§ **PAGE TEXT**
** Start **
The `urban_mapper` library provides a modular framework for processing urban data.
Below is an overview of each module, its purpose, and its available chaining methods.

# Urban Layers
# - Purpose: Represent urban data layers such as streets, intersections, etc.
# - Available Types:
#   - streets_intersections: OSMNXIntersections
#   - streets_roads: OSMNXStreets
#   - streets_sidewalks: Tile2NetSidewalks
#   - streets_crosswalks: Tile2NetCrosswalks
#   - streets_features: OSMFeatures
#   - region_cities: RegionCities
#   - region_neighborhoods: RegionNeighborhoods
#   - region_states: RegionStates
#   - region_countries: RegionCountries
#   - custom_urban_layer: CustomUrbanLayer
# - Chaining Methods:
#   - .with_type(type): Specify the urban layer type.
#   - .with_mapping(longitude_column, latitude_column, output_column, threshold_distance=None, **kwargs): Define mapping.
#   - .from_place(place_name, **kwargs): Load from place.
#   - .from_file(file_path, **kwargs): Load from file. # Available for streets_sidewalks (Tile2Net inference), and streets_crosswalks (Tile2Net inference), as well as, custom_urban_layer.
** End **
§ **TO DO**
a. According to the library overview, which class provides the streets_sidewalks layer type?
b. Transcribe the library overview starting with "Below is an" and going on through "streets, intersections, etc.".

§ **SOURCE EXCERPT**
** Start **
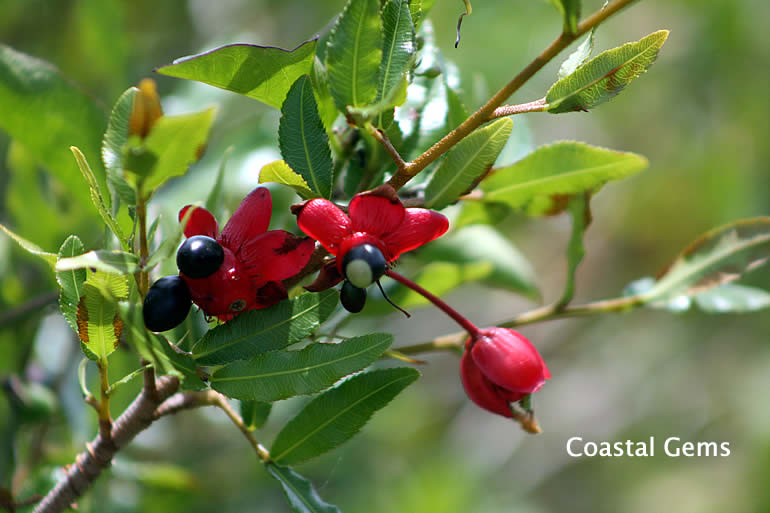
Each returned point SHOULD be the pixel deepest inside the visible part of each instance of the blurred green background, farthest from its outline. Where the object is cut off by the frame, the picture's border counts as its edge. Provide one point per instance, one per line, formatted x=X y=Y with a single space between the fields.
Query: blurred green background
x=701 y=116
** End **
§ **PER-TASK OUTPUTS**
a. Tile2NetSidewalks

b.
Below is an overview of each module, its purpose, and its available chaining methods.

# Urban Layers
# - Purpose: Represent urban data layers such as streets, intersections, etc.